# Start of Page excerpt

Pre-requisites: None

AIMS - intentions of the module

The aim of this module is to practice the use of Data Science and Statistical modelling by working through a series of case studies. The case studies will be based on real-life problems and will start with a description of the setting of the problem and the intended outcomes. One of the important things in any statistical analysis is to understand the background to the problem and, for each case study, there will be a review the field in which it is set. Analyses will start with raw data that will have to be sense-checked and manipulated into a form that is suitable for the intended analyses. Deciding on the exact form of the analyses in each case will be a central focus of this module and an important aim of this module will be developing the skills to make decisions in this regard, drawing on information from the setting, the exact nature of the problem being assessed and knowledge of the techniques and methods that are available. In each case study, the results of the chosen form of analyses will be interpreted, with particular attention given to the best way of communicating the results to a variety of technical and non-technical audiences.

# End of Page excerpt

**Instructions for the task:**
In the module description, what has to be done with the raw data before the intended analyses? The data after this module description isn't needed.

# Start of Entries shown

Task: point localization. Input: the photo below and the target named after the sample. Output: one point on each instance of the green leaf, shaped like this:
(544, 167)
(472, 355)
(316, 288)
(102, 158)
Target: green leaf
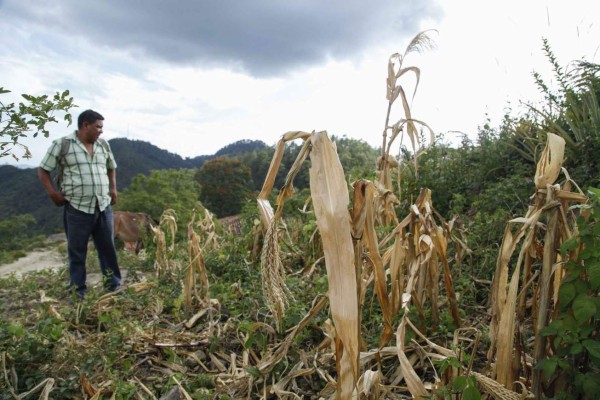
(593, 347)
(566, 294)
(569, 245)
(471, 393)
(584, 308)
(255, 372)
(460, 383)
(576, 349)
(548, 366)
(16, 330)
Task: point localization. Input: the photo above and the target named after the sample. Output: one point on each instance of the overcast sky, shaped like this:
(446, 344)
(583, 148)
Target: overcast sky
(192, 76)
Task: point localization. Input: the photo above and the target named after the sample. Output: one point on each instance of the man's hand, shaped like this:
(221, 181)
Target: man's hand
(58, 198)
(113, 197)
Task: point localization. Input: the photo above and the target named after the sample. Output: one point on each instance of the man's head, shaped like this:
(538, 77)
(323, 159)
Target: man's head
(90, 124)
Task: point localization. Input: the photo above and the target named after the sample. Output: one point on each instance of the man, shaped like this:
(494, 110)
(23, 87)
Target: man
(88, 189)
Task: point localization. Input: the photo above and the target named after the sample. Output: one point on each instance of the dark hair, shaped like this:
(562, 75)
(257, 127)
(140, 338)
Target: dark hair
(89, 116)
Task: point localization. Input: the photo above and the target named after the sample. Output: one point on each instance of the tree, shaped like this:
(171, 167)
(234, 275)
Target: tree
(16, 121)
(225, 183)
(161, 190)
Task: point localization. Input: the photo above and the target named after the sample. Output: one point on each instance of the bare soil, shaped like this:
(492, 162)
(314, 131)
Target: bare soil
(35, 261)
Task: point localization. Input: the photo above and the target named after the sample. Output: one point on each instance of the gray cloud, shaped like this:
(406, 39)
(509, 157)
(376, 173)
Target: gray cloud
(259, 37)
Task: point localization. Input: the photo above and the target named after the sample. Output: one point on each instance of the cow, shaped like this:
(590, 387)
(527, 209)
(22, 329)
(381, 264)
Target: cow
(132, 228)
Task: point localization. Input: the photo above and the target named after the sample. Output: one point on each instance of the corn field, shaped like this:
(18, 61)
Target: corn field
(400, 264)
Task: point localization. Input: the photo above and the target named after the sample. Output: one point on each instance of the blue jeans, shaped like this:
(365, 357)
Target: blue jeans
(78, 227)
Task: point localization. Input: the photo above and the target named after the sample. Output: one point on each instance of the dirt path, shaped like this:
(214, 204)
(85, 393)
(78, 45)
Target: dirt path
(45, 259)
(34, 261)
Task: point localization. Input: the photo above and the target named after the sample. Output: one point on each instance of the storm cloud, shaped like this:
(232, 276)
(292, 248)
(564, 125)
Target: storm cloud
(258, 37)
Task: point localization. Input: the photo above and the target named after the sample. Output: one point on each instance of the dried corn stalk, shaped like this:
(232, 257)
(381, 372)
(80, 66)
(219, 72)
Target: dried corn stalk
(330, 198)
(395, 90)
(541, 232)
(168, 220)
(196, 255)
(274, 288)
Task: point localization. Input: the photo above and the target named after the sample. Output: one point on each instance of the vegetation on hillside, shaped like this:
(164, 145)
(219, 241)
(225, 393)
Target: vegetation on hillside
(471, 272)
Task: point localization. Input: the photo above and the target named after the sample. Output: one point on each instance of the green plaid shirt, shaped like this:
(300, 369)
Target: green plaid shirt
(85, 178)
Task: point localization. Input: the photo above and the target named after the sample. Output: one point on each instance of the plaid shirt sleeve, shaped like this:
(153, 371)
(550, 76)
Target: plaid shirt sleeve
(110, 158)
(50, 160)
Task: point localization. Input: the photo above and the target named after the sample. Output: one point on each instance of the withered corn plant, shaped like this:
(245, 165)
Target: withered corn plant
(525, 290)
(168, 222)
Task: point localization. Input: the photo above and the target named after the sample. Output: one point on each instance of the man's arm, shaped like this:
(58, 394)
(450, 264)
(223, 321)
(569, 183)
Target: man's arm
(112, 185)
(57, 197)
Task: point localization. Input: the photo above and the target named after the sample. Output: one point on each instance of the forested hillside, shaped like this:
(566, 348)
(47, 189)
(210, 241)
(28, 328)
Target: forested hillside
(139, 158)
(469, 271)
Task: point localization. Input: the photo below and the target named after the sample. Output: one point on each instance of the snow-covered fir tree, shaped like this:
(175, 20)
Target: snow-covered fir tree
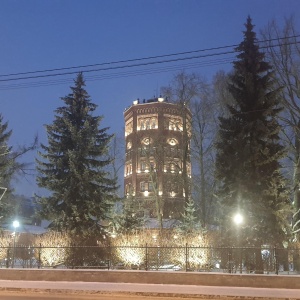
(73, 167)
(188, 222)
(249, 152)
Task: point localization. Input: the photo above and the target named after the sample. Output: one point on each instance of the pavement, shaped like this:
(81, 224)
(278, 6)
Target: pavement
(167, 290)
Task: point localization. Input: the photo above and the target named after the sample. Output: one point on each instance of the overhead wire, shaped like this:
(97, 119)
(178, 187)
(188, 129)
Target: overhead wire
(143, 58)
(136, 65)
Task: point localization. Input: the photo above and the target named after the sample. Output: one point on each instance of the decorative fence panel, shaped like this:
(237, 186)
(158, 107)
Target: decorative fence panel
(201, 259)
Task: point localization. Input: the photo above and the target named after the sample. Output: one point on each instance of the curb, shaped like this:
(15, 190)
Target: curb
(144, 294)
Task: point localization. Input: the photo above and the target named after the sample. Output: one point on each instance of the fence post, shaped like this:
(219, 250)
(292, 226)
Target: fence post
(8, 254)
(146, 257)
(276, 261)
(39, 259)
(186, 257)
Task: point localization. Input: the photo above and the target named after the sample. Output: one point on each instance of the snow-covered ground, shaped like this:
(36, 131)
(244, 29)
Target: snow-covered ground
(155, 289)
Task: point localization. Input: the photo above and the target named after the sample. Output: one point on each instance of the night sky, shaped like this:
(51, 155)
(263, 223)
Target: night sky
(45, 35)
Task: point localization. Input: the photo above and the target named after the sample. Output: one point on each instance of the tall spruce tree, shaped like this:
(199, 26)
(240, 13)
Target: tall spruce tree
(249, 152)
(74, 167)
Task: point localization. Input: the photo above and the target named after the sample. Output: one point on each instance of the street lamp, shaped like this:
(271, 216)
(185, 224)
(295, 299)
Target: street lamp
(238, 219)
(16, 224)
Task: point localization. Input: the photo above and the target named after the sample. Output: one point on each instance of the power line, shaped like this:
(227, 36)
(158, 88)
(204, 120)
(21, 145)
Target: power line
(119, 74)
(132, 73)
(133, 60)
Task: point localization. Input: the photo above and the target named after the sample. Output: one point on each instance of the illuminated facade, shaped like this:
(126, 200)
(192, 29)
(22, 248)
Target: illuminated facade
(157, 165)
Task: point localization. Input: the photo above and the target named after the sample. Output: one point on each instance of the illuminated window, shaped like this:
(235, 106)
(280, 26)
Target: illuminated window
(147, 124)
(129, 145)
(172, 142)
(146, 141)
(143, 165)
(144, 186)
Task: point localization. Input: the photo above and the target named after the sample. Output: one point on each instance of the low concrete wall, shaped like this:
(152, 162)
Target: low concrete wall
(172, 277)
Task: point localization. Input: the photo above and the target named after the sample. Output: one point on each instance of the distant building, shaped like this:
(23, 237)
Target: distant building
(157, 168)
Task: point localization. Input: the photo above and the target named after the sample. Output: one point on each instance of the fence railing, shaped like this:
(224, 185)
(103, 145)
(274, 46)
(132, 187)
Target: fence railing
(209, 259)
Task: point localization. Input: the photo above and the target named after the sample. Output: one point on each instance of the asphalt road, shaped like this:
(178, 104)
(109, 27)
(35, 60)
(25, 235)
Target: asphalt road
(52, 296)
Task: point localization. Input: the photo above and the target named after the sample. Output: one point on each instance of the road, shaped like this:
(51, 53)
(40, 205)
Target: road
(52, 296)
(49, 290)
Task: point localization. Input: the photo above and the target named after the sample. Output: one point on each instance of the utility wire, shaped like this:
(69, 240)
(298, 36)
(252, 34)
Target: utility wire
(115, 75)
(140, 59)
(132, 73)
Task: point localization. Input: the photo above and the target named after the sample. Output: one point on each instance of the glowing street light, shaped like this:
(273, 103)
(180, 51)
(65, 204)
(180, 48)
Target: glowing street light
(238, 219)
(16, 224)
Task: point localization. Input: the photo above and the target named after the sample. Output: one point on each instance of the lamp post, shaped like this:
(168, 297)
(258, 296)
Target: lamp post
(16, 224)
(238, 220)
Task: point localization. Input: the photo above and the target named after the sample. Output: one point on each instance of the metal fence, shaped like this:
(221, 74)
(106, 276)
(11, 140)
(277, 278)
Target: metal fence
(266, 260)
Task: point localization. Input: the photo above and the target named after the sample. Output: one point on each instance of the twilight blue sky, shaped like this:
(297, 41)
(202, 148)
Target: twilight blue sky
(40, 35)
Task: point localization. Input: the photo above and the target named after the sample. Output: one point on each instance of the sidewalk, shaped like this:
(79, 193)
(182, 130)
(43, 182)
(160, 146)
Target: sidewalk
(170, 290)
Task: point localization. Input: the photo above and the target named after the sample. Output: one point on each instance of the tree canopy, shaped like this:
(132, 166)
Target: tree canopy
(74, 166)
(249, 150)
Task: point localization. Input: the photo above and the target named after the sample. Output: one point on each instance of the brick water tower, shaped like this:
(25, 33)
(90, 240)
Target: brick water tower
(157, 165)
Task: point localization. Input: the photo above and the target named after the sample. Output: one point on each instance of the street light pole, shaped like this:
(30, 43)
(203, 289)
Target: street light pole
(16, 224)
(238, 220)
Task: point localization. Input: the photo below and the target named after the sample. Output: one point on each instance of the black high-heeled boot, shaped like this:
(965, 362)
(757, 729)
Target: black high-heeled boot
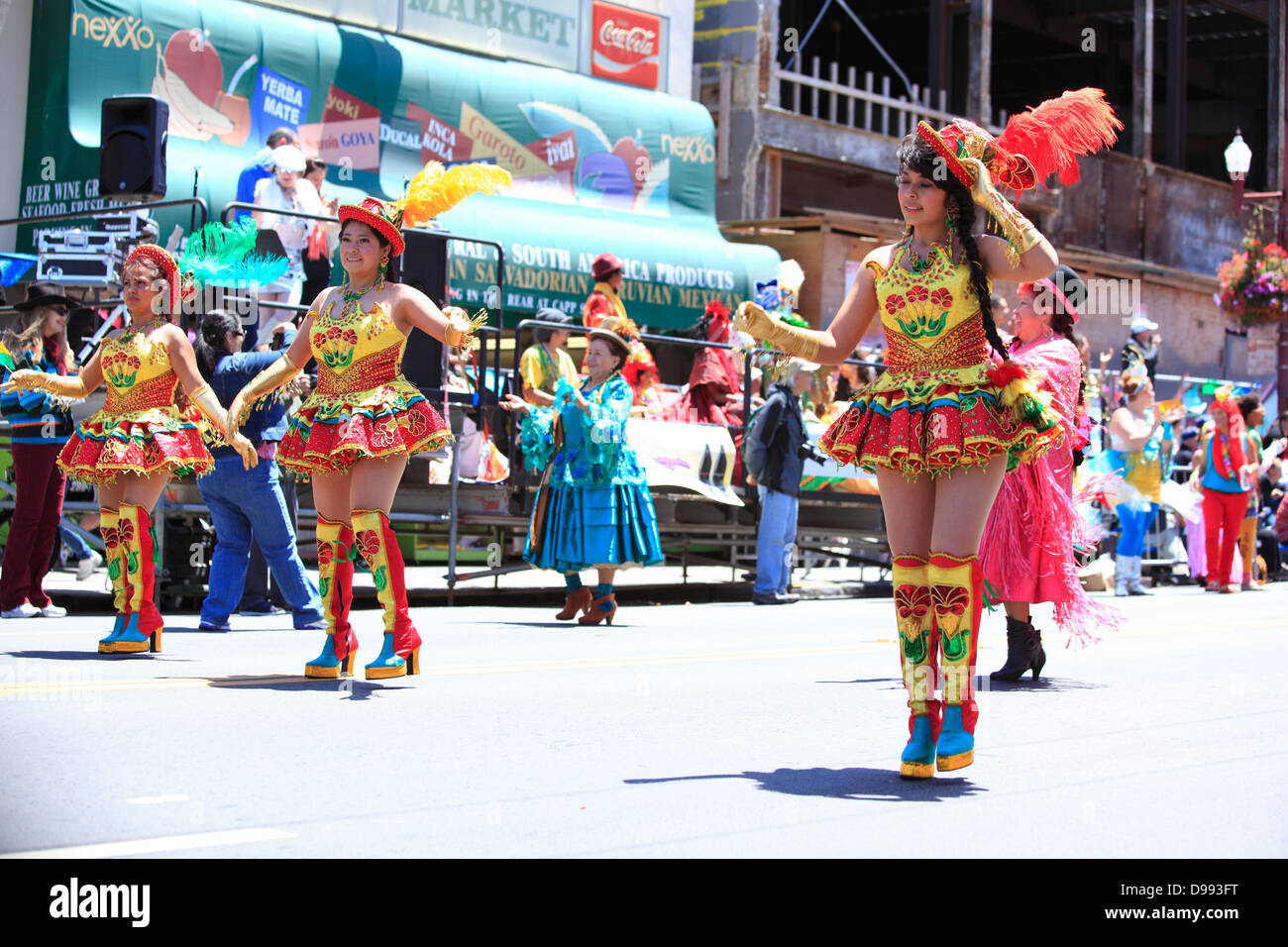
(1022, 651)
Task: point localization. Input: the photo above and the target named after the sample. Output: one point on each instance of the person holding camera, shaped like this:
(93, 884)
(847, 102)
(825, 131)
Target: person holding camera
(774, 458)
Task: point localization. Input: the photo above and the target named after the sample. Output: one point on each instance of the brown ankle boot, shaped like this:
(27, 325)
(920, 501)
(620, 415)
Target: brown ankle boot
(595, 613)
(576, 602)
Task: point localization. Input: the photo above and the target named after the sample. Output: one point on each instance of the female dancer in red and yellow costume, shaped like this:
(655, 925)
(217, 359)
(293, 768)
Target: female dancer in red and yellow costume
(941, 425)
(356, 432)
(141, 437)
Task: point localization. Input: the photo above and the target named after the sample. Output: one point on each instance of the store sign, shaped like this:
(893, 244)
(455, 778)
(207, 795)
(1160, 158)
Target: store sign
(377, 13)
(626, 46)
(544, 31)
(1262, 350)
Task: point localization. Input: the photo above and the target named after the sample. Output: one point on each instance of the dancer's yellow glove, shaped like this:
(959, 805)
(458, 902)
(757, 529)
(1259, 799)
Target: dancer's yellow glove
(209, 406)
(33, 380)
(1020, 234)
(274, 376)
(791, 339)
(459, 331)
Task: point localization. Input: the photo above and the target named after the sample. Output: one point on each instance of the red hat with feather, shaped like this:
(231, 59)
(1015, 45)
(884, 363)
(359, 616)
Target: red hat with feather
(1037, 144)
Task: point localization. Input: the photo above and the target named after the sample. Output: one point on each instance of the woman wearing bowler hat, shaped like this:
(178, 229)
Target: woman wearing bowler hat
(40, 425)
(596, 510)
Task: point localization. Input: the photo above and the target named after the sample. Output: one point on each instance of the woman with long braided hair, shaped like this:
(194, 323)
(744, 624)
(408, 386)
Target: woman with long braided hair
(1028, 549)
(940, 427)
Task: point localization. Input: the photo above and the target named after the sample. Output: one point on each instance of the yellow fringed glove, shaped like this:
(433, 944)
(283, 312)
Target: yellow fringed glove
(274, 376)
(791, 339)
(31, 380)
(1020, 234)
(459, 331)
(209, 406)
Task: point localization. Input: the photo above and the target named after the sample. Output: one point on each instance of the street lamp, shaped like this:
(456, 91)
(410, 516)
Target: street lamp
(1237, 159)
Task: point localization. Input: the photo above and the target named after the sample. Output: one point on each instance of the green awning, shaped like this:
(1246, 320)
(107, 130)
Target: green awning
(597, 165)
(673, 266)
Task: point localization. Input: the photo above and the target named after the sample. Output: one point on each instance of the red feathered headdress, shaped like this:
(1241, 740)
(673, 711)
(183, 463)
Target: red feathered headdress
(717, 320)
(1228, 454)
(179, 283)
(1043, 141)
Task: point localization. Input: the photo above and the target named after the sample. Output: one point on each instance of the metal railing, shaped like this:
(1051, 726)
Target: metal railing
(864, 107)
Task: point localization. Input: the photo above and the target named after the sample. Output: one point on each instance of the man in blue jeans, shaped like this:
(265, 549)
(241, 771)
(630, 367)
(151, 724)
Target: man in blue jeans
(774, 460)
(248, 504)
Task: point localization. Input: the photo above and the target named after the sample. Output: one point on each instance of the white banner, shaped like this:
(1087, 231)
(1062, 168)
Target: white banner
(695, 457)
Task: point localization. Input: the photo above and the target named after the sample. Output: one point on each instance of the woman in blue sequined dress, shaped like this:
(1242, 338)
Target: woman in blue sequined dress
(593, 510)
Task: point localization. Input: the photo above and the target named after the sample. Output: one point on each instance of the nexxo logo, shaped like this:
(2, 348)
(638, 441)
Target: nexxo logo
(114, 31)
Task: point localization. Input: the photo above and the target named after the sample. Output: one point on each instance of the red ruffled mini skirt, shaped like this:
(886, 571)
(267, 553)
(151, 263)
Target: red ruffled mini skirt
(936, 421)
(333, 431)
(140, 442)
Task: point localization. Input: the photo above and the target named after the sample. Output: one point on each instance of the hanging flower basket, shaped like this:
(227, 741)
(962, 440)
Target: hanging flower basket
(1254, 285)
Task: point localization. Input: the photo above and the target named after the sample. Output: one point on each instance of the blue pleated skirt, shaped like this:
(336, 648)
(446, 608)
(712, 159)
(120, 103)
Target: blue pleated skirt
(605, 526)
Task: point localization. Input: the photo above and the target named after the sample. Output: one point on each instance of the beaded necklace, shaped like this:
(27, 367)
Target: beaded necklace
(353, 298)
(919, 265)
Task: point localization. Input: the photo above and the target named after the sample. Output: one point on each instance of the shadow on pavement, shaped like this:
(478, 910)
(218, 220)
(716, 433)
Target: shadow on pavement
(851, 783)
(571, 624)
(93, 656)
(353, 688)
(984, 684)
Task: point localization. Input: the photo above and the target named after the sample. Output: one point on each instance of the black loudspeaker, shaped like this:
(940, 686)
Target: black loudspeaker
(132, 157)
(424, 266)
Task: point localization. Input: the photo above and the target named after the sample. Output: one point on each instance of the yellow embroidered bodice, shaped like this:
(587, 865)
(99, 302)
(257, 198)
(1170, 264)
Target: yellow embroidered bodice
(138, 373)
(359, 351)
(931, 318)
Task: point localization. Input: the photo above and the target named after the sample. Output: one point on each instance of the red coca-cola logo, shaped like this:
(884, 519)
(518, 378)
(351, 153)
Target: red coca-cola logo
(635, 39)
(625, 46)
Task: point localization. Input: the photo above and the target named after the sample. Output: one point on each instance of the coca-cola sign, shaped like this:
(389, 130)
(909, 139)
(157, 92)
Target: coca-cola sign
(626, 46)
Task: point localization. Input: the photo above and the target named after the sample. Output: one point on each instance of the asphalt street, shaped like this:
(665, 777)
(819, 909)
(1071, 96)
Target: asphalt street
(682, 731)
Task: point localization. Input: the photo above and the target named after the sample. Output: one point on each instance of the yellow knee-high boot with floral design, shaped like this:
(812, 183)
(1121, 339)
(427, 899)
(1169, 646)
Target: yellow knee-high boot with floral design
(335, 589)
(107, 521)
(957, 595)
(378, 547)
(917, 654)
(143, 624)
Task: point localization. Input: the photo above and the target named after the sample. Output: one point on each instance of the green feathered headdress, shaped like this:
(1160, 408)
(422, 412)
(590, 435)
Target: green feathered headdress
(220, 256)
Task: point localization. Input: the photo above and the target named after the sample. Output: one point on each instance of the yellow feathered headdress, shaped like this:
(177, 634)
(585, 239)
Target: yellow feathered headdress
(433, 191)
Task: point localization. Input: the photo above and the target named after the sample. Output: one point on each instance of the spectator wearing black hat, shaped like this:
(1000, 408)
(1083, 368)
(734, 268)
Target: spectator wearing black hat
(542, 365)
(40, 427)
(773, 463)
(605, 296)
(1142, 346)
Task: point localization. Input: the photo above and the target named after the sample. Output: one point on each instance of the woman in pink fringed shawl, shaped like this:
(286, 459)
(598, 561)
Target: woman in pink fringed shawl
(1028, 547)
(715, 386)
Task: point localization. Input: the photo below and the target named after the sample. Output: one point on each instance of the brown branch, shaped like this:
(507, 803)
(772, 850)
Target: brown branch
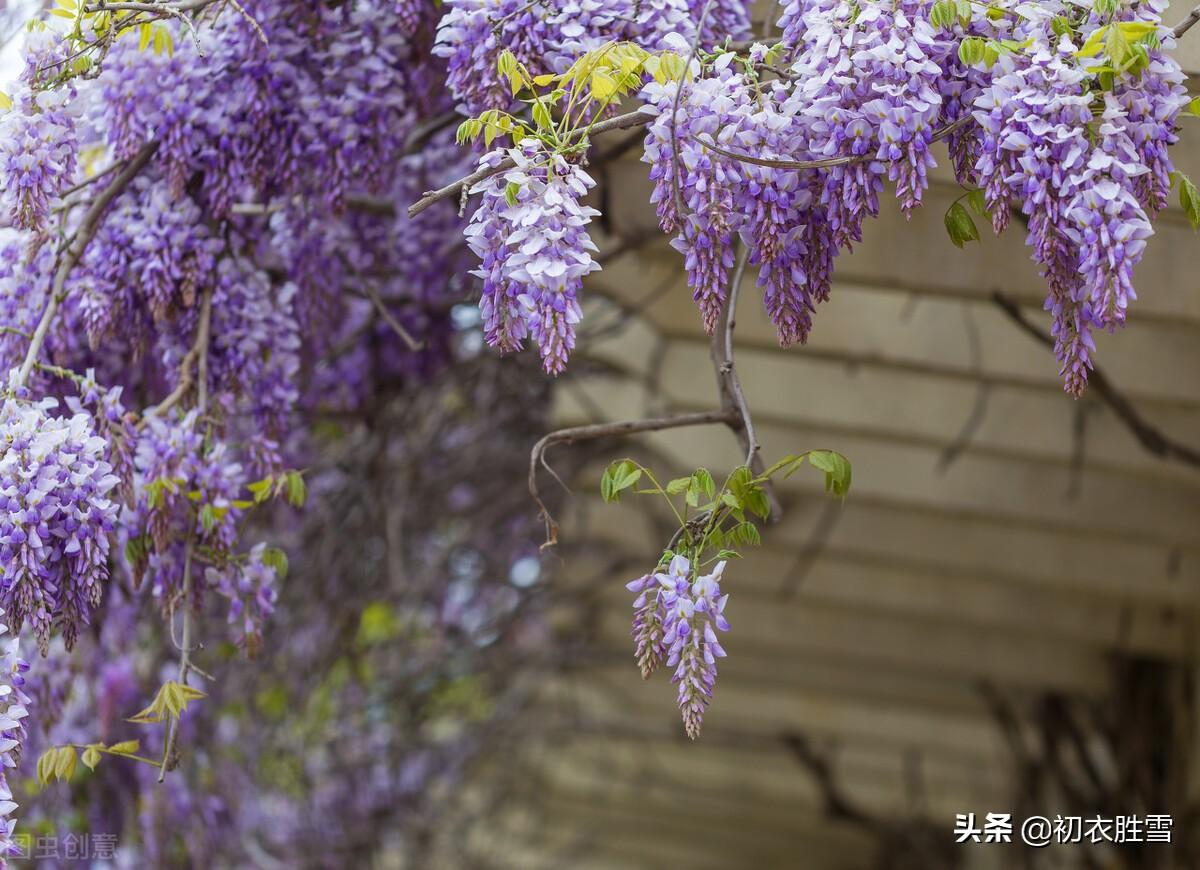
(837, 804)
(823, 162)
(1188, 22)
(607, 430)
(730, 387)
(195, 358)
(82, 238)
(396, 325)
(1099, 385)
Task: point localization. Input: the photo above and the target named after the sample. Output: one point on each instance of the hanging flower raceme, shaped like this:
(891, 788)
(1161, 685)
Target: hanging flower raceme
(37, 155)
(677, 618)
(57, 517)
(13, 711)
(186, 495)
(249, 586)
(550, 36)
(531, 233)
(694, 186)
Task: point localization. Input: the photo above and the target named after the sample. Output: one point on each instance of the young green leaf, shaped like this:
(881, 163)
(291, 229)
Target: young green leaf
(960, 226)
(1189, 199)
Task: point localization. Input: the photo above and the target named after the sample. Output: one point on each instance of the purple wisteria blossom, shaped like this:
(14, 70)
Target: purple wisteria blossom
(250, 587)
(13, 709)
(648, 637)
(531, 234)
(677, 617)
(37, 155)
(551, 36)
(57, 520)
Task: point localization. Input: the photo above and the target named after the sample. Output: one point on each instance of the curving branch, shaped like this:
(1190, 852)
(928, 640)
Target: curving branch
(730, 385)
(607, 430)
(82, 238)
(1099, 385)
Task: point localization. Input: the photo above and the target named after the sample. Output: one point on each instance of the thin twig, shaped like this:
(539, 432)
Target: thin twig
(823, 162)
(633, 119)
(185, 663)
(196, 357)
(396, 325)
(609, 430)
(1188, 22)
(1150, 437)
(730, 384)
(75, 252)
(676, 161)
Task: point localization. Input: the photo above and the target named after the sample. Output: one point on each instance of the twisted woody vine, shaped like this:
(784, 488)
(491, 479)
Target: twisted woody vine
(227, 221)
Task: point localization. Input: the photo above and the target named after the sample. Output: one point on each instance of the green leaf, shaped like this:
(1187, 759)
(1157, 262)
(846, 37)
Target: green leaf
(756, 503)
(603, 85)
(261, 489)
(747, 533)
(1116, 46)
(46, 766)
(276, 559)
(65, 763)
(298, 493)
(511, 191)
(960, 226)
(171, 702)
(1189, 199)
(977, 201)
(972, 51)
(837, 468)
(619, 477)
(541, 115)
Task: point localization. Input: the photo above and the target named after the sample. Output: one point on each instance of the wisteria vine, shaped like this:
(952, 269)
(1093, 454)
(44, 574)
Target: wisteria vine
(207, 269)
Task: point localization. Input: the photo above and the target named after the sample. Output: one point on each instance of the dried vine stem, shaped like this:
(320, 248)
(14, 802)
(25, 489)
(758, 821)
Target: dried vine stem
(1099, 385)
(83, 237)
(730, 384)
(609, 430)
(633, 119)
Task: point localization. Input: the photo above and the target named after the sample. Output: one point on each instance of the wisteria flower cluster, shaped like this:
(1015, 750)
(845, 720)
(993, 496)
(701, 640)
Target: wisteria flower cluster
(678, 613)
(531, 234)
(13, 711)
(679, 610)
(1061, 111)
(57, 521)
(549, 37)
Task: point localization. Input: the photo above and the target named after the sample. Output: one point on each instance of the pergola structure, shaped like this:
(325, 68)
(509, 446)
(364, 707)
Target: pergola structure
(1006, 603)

# End of Entries shown

**Exercise output:**
It has to be sense-checked and manipulated into a form suitable for the intended analyses.